# [WHAT IS EXPECTED]
Because only the count matters, report how many lines in the material hold the string "below" and nothing more.
+ + + + + + +
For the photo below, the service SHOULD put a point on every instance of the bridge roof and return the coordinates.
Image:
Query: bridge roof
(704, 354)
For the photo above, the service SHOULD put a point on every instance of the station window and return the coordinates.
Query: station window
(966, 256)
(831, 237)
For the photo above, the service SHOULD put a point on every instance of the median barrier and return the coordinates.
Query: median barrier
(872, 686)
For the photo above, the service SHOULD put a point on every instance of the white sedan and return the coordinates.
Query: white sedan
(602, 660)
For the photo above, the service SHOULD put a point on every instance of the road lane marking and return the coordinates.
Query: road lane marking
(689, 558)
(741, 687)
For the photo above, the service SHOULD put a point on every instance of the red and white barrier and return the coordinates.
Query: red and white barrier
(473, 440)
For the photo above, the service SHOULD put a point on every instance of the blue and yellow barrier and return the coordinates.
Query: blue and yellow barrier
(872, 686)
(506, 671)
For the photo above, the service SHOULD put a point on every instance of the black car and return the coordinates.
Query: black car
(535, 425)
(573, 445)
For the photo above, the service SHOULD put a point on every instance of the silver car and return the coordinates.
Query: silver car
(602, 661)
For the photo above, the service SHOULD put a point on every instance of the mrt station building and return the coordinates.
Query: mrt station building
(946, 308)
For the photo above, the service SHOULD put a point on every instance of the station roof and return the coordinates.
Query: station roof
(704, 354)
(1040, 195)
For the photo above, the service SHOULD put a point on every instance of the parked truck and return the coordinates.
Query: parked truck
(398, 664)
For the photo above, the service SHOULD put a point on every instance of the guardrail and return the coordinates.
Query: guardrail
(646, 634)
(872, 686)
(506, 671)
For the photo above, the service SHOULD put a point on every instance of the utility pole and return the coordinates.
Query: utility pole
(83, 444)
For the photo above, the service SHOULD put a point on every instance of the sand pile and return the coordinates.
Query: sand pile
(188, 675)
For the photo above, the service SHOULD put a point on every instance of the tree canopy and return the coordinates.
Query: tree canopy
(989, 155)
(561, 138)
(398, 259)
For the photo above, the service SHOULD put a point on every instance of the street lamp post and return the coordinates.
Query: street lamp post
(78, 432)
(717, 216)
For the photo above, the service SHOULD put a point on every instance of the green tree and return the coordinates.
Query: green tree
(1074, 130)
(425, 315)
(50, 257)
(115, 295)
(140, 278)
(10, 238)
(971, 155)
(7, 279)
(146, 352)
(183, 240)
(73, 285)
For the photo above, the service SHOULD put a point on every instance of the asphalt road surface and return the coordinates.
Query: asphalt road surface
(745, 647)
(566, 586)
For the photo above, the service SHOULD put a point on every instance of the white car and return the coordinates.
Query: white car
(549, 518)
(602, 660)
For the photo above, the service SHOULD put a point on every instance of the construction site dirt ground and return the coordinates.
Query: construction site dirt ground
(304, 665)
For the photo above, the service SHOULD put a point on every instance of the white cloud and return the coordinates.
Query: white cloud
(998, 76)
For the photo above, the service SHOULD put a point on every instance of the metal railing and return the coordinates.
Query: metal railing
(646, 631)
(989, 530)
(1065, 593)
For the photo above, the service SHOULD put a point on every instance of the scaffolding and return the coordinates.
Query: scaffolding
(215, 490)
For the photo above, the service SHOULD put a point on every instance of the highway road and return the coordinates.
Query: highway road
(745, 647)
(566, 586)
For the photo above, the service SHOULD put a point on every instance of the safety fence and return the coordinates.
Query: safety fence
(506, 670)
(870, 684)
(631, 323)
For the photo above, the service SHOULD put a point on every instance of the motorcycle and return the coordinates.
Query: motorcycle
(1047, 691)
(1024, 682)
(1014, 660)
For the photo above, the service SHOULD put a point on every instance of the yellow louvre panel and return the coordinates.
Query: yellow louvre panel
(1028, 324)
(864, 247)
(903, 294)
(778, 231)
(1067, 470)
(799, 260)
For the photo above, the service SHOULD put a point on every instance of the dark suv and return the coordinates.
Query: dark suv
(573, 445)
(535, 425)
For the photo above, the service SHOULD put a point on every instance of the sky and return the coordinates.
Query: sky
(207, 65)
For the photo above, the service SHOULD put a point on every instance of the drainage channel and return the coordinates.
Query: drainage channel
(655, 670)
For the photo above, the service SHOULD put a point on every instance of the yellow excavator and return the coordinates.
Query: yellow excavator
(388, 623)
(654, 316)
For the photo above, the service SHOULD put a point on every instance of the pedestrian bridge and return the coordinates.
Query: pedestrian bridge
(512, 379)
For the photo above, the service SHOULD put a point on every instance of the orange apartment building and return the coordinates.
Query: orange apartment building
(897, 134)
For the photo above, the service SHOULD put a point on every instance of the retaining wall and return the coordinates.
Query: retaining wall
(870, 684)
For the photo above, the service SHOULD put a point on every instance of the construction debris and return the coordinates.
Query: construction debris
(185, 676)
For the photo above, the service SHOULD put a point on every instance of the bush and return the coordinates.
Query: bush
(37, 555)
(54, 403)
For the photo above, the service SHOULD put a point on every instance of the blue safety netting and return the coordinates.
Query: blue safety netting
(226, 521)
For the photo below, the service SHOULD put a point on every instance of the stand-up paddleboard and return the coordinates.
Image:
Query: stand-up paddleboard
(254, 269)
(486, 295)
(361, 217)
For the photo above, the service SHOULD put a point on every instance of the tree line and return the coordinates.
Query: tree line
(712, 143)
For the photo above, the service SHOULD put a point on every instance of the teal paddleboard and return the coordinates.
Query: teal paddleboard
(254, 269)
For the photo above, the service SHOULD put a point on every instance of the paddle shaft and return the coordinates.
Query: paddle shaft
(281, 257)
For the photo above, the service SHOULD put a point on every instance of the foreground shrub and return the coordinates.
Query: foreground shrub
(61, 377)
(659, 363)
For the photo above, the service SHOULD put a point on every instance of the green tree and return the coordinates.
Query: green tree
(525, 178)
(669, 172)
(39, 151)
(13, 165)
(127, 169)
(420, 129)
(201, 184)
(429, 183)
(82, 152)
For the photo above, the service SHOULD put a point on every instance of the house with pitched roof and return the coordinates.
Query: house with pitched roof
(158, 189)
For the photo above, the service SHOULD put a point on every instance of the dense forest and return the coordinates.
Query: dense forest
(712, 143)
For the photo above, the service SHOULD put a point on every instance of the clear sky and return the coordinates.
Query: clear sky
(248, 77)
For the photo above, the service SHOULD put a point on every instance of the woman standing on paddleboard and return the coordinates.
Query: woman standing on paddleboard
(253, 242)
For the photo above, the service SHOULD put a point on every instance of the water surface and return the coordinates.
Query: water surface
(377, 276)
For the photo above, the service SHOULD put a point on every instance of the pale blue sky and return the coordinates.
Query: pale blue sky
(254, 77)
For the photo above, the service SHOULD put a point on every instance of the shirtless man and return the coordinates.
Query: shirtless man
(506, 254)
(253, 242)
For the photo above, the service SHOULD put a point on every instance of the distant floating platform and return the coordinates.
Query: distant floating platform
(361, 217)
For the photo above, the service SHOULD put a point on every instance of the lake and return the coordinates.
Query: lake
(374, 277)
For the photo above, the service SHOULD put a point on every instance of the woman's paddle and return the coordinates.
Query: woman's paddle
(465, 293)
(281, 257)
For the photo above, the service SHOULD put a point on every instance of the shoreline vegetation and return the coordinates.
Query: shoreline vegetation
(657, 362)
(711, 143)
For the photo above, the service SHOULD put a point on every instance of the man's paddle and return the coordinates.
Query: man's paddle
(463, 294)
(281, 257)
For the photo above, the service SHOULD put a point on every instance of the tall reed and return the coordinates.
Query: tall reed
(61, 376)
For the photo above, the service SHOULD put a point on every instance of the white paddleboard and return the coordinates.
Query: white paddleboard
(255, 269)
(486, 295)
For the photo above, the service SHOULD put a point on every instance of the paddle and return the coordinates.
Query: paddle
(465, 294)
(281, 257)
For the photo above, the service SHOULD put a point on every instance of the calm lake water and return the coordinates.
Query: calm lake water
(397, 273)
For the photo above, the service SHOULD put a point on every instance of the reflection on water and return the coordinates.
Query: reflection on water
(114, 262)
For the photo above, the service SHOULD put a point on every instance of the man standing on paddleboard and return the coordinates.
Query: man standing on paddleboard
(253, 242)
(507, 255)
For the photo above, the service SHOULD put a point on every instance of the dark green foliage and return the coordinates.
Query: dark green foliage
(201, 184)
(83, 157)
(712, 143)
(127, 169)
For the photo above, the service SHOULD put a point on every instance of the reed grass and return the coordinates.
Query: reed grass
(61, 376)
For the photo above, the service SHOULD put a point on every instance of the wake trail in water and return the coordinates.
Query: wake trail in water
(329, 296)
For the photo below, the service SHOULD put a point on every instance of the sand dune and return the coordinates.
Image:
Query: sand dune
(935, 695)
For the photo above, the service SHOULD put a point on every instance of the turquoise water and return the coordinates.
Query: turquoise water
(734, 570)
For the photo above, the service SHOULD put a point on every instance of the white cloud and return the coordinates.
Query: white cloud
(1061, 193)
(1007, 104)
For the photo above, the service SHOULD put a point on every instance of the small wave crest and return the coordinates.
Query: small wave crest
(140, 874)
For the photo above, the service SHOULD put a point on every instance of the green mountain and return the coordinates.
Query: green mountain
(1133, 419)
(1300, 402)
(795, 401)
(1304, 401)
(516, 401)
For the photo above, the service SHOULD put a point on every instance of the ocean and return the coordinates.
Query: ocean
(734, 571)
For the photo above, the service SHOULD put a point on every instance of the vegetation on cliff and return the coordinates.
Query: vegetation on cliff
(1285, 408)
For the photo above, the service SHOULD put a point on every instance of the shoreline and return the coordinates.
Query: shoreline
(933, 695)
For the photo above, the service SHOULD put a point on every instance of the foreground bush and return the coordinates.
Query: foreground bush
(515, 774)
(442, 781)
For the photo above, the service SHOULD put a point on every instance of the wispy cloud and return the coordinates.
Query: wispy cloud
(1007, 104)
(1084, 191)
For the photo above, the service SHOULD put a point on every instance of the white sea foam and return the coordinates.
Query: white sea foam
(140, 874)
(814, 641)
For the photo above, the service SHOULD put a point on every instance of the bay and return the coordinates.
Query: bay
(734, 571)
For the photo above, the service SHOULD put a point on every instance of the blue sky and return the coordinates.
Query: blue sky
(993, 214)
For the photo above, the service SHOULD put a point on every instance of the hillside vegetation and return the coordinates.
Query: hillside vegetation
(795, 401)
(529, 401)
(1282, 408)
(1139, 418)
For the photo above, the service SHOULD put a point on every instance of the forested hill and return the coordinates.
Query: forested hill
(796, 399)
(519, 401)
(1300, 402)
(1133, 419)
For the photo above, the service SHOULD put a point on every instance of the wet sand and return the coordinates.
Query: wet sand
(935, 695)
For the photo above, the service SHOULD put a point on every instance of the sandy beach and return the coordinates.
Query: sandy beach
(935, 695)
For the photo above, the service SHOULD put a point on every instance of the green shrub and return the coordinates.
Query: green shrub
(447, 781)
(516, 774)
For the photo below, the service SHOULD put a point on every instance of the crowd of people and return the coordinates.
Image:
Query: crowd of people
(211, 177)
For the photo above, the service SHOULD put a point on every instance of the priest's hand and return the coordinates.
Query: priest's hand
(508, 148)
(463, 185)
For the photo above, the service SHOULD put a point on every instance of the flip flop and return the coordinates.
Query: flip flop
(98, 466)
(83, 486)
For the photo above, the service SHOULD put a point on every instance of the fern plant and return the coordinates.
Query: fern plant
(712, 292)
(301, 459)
+ + + + + + +
# [OUTPUT OF THE EXERCISE]
4